• Set exercise: Rescale the records between the lines holding "above contains upper" and "215, 114, 263, 129", inclusive, and reproduce them in full with the request text unchanged. Multiply each bounding-box coordinate in the answers by 0.3 and round to whole numbers, with halves rounded up.

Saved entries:
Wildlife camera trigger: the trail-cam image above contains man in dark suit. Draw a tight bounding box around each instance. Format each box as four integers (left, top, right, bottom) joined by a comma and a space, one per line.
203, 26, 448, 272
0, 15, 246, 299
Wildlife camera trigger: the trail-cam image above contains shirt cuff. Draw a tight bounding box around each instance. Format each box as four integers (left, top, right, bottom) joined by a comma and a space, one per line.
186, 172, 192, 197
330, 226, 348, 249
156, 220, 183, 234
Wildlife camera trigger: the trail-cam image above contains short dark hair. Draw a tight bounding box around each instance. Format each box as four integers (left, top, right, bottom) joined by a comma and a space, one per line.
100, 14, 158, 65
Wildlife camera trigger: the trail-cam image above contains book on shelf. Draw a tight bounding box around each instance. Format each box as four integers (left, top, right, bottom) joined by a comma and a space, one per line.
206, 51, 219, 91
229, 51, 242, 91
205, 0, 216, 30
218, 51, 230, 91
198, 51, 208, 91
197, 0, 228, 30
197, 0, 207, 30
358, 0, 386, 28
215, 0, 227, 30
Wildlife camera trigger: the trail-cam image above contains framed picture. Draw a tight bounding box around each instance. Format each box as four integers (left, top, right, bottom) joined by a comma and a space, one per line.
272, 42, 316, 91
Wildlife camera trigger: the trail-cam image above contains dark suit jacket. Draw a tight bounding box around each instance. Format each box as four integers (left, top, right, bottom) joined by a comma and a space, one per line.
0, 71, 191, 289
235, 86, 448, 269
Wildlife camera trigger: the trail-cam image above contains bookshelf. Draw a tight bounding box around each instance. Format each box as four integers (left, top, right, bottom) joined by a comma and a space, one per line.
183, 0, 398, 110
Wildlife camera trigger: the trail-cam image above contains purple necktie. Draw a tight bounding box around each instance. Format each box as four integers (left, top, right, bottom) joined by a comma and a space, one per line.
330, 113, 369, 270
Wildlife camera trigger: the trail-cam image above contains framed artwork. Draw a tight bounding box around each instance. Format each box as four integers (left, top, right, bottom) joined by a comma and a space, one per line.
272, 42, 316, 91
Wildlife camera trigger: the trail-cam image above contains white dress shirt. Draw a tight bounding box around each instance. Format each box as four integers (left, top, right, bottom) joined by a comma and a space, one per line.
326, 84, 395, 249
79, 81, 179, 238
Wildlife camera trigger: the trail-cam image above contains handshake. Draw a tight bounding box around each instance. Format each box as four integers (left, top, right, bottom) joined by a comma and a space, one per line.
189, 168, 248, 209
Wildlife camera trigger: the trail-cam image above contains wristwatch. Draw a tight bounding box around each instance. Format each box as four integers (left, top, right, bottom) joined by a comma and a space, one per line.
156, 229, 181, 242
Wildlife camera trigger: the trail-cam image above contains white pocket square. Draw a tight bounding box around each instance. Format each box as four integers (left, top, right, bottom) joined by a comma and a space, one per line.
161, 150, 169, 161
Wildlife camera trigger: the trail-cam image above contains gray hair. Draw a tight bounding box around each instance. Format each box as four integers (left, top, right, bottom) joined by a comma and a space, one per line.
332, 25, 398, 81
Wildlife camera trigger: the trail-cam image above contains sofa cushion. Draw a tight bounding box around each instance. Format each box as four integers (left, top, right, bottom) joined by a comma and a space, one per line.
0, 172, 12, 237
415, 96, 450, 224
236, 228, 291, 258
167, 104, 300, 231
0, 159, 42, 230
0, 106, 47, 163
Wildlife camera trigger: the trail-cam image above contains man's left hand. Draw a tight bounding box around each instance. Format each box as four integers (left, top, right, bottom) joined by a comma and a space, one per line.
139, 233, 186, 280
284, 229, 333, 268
---
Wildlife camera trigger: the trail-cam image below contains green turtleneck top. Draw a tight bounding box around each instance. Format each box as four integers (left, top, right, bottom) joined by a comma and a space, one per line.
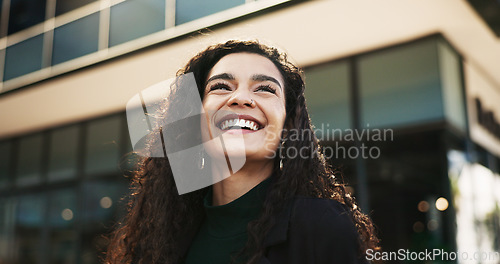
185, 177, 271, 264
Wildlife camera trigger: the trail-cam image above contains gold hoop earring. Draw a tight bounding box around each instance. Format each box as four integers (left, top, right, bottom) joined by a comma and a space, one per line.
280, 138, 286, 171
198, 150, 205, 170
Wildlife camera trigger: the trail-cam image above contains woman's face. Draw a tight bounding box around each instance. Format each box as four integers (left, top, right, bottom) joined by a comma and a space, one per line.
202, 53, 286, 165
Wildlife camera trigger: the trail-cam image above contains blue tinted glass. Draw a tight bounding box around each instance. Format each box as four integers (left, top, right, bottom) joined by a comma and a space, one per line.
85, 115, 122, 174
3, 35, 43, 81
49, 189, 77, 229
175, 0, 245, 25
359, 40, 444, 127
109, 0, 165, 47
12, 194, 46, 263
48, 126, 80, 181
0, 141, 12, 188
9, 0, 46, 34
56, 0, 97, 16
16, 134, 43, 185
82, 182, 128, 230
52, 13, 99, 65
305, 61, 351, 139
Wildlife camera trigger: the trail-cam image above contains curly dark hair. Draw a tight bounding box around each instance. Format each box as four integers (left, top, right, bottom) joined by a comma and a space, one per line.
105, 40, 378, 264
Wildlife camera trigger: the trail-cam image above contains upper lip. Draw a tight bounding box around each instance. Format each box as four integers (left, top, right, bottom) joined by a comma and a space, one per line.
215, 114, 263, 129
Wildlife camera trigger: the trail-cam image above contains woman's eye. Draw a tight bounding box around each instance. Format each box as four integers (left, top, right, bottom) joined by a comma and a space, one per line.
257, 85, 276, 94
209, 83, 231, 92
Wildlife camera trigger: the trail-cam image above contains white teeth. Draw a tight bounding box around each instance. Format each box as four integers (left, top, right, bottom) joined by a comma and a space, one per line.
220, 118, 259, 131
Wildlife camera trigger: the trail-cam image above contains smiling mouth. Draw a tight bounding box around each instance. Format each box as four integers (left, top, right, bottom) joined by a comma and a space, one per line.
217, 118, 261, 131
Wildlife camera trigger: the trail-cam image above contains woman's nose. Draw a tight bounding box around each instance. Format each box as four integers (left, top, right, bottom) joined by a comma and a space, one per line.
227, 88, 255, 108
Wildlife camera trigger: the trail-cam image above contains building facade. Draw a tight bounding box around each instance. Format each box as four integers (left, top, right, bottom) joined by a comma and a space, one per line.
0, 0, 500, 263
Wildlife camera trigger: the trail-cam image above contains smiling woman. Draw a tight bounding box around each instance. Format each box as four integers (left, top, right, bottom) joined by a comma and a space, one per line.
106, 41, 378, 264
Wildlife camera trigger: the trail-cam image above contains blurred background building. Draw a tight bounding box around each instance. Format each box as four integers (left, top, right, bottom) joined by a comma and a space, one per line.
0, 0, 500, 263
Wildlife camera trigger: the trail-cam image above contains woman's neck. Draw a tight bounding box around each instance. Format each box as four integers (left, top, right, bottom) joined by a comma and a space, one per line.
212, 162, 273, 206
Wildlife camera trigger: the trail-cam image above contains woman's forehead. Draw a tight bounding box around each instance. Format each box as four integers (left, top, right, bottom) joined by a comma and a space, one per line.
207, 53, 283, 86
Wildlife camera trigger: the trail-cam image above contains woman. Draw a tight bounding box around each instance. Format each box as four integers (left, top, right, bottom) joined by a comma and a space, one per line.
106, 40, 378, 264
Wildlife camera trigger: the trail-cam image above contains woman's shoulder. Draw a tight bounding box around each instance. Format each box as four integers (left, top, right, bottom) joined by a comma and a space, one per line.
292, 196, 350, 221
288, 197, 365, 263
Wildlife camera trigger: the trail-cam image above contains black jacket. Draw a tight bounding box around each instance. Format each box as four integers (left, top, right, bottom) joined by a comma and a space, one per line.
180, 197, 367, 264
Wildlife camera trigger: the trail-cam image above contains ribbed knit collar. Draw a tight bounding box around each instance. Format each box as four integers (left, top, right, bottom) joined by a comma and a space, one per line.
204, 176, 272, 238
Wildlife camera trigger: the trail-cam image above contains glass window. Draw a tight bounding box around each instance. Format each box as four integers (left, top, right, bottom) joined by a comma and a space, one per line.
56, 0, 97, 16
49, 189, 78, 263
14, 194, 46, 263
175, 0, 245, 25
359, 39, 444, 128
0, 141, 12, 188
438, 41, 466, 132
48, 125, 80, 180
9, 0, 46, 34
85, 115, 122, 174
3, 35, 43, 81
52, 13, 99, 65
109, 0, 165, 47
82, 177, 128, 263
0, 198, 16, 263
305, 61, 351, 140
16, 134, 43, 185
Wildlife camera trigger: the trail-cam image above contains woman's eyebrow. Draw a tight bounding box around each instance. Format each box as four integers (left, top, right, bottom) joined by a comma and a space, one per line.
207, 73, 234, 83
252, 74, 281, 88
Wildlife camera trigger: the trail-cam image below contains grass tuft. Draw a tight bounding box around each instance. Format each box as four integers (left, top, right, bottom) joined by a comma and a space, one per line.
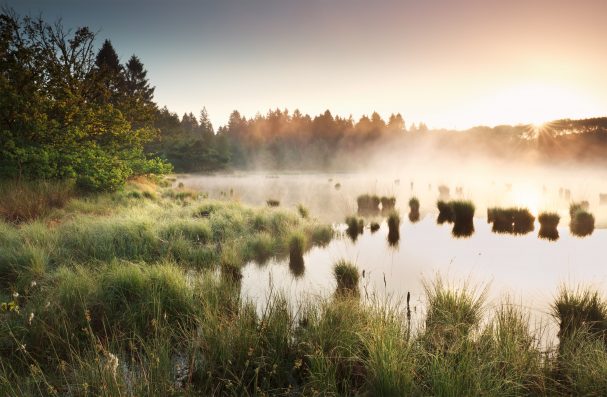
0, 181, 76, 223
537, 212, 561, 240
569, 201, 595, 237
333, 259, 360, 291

• Reply:
Wildlife camera trigger: the trail-cam image above contains upper lip. Draw a tight bounding box around each instance. Format each box as four integers (left, top, right, bottom) joined by a comma and a space, one per line.
65, 34, 79, 39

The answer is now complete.